_STUDY TEXT:_
- 1 Flow Cytometry
- 2 Lecture Feedback
Flow cytometry is a technique for quantifying cellular characteristics as cells in a suspension flow through a sensing point. The advantage of this technique is that each cell in the suspension can be analysed individually, instead of analysing a whole mass of cells. Applications for this method include the analysis of proteins and chromosomes in a cell, and also the study of cell function.
- Flow cytometry developed from microscopy. Thus Leeuwenhoek is often cited in regards to the history of flow cytometry.
- F.T. Gucker (1947) built the first apparatus for detecting bacteria in a laminar sheath stream of air.
- L. Kamentsky (IBM Labs), and M. Fulwyler (Los Alamos Nat. Lab.) experimented with fluidic switching and electrostatic cell sorters respectively. Both described cell sorters in 1965.
- M. Fulwyler utilized Pulse Height Analyzers to accumulate distributions from a Coulter counter. This feature allowed him to apply statistical analysis to samples analyzed by flow.
- In 1972 L. Herzenberg (Stanford Univ.), developed a cell sorter that separated cells stained with fluorescent antibodies. The Herzenberg group coined the term Fluorescence Activated Cell Sorter (FACS).
Principles of Flow Cytometry
How the machine functions
The primary systems that a flow cytometer functions on are fluidics, optics, and electronics. Cells need to be directed into a flow chamber, where the cells are individually analysed one by one as they pass by one or several laser beams. As the light beams hits the cells, it is scattered by the surface of the cell. In addition, fluorescent probes are also used to tag specific cell properties; the laser beam's intensity needs to be able to excite these fluorescent probes accordingly. These scattered beams and fluorescent light generated by the passing cells are collected by photodetectors and converted into electronic signals. The computer is then able to plot these in the relevant dimensions that are being measured.

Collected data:
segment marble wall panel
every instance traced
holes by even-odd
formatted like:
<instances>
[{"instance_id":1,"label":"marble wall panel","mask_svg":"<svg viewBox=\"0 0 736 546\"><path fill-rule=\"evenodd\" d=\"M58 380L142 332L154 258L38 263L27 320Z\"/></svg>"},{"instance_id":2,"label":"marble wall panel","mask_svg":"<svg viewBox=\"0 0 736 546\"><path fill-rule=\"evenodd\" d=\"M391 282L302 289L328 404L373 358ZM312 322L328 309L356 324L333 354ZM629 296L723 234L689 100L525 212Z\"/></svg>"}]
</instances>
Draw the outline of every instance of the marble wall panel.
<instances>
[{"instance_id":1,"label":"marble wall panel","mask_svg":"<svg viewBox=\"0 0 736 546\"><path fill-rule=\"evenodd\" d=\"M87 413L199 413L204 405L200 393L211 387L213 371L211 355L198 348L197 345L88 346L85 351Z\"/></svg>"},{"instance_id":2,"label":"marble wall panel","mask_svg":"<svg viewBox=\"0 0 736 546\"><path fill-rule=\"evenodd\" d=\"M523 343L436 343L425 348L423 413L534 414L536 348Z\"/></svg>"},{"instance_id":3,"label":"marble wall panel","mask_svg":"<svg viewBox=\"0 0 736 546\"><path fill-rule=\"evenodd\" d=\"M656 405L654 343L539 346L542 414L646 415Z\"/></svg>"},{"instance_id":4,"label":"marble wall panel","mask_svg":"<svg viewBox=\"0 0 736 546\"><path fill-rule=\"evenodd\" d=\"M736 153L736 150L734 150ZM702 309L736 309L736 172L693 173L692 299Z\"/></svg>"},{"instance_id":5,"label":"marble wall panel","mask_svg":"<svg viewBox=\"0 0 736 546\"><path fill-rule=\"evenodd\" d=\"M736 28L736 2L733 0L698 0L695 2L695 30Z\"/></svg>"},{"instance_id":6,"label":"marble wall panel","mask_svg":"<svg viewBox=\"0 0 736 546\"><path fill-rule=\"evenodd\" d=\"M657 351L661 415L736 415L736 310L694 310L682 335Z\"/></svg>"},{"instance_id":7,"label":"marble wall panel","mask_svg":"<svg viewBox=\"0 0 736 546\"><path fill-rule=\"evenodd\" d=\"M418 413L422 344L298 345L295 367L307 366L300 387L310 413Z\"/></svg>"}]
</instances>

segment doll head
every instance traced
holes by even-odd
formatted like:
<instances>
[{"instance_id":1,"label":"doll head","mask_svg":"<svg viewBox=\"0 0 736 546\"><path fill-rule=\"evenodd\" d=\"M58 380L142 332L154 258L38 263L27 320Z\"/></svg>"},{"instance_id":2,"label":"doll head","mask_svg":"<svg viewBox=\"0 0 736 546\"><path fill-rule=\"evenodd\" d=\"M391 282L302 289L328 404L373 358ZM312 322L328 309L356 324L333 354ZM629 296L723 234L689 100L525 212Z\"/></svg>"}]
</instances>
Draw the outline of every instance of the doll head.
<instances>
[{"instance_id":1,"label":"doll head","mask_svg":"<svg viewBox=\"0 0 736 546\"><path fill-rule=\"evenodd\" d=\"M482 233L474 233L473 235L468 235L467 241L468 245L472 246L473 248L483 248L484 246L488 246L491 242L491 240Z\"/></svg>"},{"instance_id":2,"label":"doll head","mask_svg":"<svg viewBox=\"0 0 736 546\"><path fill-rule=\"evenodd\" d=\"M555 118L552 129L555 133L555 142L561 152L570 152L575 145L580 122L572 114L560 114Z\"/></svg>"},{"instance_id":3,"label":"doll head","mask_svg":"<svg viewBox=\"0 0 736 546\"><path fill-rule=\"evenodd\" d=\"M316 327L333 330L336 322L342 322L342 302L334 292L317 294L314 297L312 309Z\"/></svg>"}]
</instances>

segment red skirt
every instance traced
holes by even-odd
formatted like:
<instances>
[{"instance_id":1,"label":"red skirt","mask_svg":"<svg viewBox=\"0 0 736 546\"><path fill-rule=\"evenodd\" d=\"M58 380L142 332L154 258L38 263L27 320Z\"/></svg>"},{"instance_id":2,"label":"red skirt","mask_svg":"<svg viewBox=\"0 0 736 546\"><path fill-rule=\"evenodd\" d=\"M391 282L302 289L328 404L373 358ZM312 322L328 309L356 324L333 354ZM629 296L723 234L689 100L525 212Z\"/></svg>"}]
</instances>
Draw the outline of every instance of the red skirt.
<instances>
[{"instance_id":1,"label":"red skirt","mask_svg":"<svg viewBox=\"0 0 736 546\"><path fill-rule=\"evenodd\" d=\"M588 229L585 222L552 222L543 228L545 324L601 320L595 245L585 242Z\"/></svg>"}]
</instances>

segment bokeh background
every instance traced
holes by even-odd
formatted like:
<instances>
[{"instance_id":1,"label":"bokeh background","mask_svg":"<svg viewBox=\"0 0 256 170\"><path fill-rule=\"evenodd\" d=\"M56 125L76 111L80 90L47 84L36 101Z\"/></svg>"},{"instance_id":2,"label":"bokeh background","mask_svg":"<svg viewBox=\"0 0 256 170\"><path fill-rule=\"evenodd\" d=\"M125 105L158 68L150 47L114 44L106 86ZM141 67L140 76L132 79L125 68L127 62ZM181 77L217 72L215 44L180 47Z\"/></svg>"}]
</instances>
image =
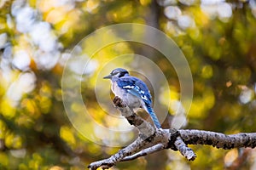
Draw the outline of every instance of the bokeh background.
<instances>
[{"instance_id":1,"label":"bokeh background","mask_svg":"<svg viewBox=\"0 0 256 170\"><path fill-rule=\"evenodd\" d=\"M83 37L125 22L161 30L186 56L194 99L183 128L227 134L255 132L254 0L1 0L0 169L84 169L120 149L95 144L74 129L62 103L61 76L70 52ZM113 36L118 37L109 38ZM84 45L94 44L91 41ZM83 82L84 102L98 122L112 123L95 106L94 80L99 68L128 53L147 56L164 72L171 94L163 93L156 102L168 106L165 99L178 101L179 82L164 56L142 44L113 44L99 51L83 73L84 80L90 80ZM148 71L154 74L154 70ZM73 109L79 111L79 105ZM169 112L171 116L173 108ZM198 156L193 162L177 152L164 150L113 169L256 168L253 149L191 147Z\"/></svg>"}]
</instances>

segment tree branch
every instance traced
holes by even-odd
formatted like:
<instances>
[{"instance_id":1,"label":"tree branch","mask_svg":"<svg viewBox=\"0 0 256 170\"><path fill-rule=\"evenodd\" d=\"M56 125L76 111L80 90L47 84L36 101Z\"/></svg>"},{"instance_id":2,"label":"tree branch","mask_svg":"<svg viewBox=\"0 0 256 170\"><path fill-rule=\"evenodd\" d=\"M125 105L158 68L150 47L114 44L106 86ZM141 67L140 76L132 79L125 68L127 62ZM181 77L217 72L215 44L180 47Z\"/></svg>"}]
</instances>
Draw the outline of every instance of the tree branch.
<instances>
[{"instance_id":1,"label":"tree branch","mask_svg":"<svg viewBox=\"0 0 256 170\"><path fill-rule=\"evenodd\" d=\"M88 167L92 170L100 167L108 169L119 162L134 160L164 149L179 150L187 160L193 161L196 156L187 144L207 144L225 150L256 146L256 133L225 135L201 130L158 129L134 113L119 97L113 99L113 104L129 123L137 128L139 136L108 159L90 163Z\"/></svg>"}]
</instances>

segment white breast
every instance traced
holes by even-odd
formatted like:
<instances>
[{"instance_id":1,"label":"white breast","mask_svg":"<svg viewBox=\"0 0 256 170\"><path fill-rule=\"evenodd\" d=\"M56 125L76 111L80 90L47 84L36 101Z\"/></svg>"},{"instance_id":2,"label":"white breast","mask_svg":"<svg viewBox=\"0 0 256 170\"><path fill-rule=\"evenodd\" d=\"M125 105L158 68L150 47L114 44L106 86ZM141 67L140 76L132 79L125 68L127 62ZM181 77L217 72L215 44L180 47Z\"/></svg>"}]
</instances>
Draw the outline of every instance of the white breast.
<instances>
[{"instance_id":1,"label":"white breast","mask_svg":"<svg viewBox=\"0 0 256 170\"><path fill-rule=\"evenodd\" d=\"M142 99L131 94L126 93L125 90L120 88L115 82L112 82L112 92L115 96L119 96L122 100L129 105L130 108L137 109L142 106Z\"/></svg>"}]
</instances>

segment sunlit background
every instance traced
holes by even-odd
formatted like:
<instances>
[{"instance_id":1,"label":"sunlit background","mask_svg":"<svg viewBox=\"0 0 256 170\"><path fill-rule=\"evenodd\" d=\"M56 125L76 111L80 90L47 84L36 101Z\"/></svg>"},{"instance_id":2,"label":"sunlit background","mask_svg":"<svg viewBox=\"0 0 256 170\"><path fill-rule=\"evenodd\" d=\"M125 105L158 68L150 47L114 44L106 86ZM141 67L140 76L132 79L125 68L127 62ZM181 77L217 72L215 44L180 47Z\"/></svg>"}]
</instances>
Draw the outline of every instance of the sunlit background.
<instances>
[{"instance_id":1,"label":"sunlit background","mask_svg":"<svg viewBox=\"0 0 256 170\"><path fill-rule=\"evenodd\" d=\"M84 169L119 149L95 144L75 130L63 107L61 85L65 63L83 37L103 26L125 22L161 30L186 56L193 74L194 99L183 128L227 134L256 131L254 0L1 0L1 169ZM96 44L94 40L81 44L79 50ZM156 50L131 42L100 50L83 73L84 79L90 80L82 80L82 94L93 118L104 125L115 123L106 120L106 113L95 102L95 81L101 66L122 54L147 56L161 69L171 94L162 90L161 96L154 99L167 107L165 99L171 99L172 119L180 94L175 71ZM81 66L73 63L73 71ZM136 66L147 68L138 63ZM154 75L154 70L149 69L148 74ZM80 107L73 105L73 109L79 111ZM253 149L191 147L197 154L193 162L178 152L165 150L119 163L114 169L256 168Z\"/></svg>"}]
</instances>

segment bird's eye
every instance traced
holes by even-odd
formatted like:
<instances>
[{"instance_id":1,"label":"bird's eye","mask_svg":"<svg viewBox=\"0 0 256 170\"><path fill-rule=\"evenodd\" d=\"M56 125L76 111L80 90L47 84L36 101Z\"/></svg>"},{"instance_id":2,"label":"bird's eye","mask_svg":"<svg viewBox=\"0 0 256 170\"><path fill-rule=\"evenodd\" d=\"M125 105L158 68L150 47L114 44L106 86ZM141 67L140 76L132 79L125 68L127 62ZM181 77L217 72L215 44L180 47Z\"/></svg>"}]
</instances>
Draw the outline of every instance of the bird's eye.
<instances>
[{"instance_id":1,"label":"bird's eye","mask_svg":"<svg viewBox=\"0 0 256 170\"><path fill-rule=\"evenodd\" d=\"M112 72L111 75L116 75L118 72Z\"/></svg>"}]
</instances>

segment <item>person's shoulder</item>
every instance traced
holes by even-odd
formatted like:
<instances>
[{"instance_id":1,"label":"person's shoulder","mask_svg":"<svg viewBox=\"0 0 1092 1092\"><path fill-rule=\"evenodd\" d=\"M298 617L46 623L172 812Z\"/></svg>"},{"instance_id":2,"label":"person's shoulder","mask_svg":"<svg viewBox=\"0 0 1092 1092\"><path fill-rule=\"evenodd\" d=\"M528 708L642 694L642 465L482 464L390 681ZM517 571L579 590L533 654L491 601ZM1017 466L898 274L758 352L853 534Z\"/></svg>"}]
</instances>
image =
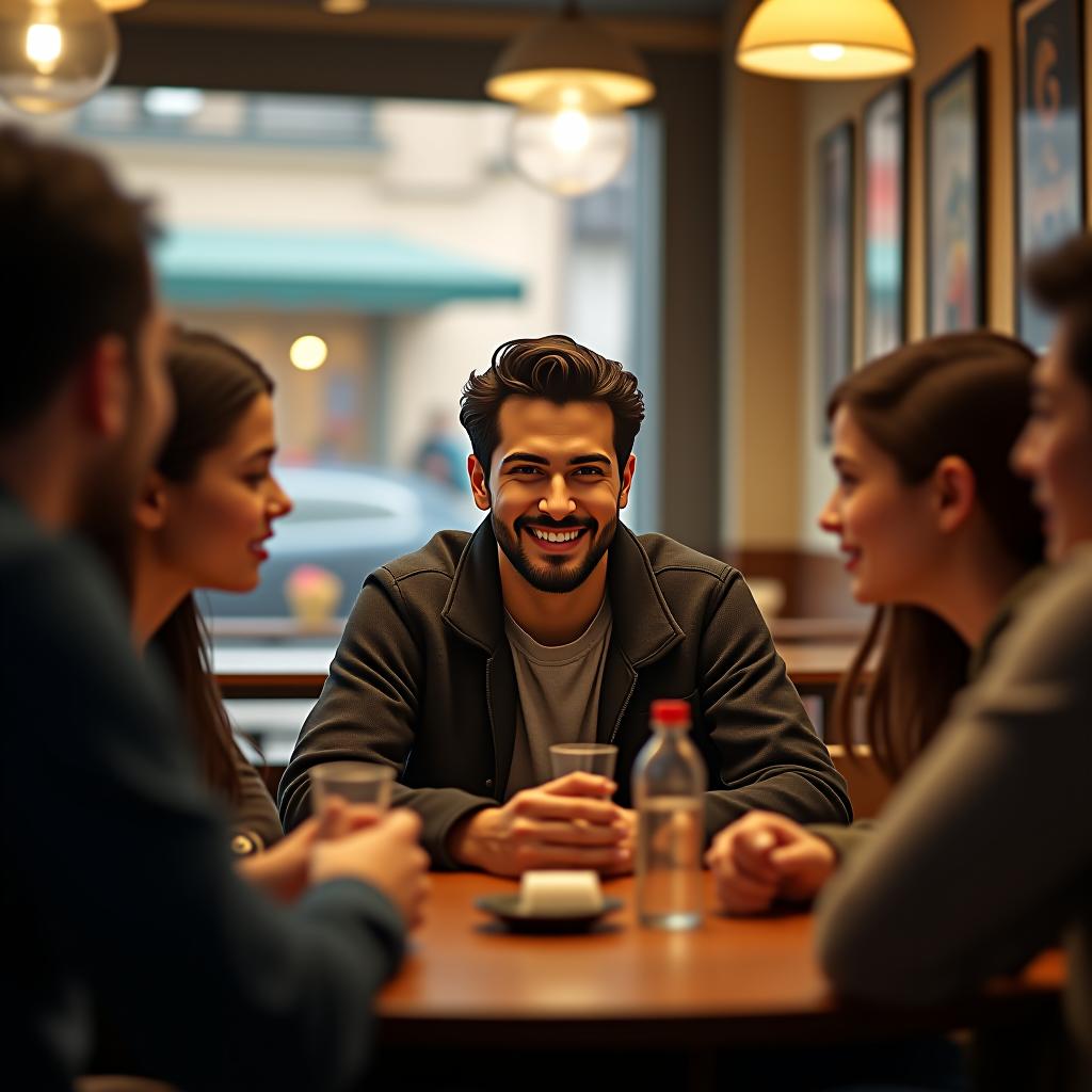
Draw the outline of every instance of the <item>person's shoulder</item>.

_ASSIGNMENT:_ Carry the flow cytometry text forward from its last sentence. You can leave the collected data lines aside, since they aren't needed here.

_TASK RESULT:_
For a more detailed explanation, see this link: A video-tutorial of the basic principles of Flow Cytometry.
- For the cells to flow through the flow chamber effectively, the sample needs to be produced in a way where all the desired cells are separated, suspended, and stained accordingly (Carter and Meyer, 1994).
- Body fluids (e.g. blood) generally already are a suspension of individual cells, so the preparation can be more simple.
- Solid tissue preparations are more complex; relevant techniques used to separate the cells range from:
- chopping and sieving organ/sample
- put sample through a density gradient centrifuge
- enzymatic digestion
- detergents that remove cell membranes/cytoplasm.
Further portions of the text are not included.